= GOAL =
Pull out every line in the rows below that contains the word "Kindly", matching its case exactly.

= RECORDS SUPPLIED =
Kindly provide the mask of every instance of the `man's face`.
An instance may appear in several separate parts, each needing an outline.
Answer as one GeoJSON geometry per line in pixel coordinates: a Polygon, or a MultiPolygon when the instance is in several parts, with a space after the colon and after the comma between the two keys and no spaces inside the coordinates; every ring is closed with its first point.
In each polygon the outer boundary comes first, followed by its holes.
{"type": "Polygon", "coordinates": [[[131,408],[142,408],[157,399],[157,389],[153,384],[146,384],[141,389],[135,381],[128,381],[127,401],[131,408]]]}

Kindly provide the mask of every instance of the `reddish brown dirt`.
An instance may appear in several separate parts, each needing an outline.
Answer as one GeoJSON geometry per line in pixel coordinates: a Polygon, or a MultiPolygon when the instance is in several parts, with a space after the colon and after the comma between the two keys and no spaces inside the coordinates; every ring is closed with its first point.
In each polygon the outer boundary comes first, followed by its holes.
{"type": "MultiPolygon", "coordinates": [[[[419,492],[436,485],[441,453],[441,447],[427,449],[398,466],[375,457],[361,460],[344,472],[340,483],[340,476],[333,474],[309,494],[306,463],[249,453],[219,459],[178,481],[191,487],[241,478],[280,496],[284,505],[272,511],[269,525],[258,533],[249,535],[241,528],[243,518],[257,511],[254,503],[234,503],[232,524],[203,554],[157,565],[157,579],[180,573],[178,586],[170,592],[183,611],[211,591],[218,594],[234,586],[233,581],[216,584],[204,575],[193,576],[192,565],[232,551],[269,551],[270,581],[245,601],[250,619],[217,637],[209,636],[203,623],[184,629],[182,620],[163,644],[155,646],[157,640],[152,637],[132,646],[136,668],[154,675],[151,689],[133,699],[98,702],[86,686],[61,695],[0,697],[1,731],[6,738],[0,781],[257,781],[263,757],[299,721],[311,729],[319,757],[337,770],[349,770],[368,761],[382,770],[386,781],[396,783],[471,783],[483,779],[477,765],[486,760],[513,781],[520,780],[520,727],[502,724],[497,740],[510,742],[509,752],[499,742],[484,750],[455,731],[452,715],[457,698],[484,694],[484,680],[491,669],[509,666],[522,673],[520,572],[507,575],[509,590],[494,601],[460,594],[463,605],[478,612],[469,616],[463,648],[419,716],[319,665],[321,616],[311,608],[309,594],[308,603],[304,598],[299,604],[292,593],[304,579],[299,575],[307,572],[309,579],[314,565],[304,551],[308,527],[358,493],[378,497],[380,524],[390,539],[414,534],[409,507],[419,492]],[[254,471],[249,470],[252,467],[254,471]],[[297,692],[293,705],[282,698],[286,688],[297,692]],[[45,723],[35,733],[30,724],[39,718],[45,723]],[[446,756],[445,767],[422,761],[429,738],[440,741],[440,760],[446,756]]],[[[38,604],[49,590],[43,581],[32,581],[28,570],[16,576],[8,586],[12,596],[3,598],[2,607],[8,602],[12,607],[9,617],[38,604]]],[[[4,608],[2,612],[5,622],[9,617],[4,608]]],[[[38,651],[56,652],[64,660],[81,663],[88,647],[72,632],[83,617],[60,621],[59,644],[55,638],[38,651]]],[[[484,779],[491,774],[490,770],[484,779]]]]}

= EXPECTED ANSWER =
Kindly provide the mask of every instance of the `man's face`.
Kindly provide the mask of every instance of the `reddish brown dirt`.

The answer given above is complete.